Information supplied:
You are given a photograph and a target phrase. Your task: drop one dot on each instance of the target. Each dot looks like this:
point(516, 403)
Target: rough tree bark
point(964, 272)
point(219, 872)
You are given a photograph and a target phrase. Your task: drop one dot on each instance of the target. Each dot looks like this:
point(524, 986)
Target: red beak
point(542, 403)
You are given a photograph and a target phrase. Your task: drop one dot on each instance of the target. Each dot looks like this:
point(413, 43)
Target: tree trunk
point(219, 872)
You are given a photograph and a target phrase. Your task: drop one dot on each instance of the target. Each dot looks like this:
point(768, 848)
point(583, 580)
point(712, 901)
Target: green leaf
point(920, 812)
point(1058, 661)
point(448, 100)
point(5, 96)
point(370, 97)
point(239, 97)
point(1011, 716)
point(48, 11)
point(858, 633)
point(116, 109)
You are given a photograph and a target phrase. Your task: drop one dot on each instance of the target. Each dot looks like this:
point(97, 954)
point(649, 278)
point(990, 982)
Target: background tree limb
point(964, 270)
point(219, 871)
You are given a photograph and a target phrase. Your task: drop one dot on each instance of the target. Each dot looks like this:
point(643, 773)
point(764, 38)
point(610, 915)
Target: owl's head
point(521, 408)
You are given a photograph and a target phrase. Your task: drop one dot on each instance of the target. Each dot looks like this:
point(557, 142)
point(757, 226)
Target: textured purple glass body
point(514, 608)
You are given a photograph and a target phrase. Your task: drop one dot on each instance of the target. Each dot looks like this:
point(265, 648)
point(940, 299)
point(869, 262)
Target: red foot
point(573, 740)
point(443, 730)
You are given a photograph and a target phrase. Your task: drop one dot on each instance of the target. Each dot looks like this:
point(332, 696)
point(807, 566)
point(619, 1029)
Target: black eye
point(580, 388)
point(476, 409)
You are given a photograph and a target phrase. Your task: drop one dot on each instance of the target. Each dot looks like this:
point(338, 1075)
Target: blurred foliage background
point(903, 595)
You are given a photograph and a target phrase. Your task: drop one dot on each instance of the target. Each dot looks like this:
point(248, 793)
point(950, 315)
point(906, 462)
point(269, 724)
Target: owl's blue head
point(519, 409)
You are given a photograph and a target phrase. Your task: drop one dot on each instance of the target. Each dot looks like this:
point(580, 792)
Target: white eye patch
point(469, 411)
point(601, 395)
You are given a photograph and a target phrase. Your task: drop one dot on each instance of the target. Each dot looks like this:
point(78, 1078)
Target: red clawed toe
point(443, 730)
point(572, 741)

Aim of the exercise: Please restate the data word for word, every record included.

Right answer:
You are given a photograph and a target phrase. Your task: drop one dot on each instance of the target. Each dot looks like this:
point(516, 403)
Target: rough tree bark
point(964, 272)
point(219, 872)
You are given a photograph and a target phrase. Your task: drop one dot on each instance of the target. Each dot looks like this:
point(524, 986)
Target: red beak
point(542, 403)
You are given a photograph and a target phrase. Your task: drop one dot on each instance of the target. Each dot looks like this:
point(413, 43)
Target: tree trunk
point(219, 872)
You are given a photograph and a target phrase. Your task: drop one dot on each instance of the target. Each dot looks like this:
point(768, 848)
point(583, 580)
point(712, 901)
Target: green leaf
point(920, 812)
point(1058, 661)
point(448, 100)
point(5, 96)
point(370, 97)
point(239, 97)
point(1011, 716)
point(48, 11)
point(858, 633)
point(116, 109)
You are given a photograph and a target phrase. Your task: drop one dot on each instance of the target. Each dot looks like this:
point(97, 954)
point(649, 278)
point(990, 982)
Target: background tree limb
point(964, 270)
point(219, 871)
You are given a photograph and a target phrase. Your task: drop one dot on each instance of the target. Each dot looks like this:
point(643, 773)
point(764, 38)
point(610, 915)
Target: owl's head
point(521, 408)
You are given a photograph and a target phrase. Your task: drop one dot on each instance of the target. Each dot looks like this:
point(557, 142)
point(757, 226)
Target: textured purple glass body
point(514, 608)
You are given a photograph and a target phrase. Your task: drop one dot on each instance of the target. Each dot looks like this:
point(265, 648)
point(940, 299)
point(869, 262)
Target: red foot
point(573, 740)
point(443, 730)
You are given a photograph and a target phrase. Your task: drop one dot on each instance of the target. Each dot looks like this:
point(332, 696)
point(807, 566)
point(619, 1029)
Target: black eye
point(580, 388)
point(476, 409)
You are given a photograph and a target phrase. Your task: drop one dot on each instance of the target. Each dot looks like this:
point(338, 1075)
Target: blurred foliage background
point(903, 595)
You are given a photograph and a target phrase. Your task: drop one dot on each instance of the target. Each dot looks like this:
point(248, 793)
point(950, 315)
point(906, 462)
point(269, 724)
Target: owl's blue head
point(519, 409)
You are given a photograph and a target phrase. Your task: drop one dot on each instance of the target. Each dot looks like this:
point(580, 792)
Target: white eye patch
point(469, 411)
point(601, 395)
You are given a photograph and a target phrase. Your task: drop one dot on each instance of the target. Each dot looks like this:
point(78, 1078)
Target: red clawed toe
point(443, 730)
point(572, 741)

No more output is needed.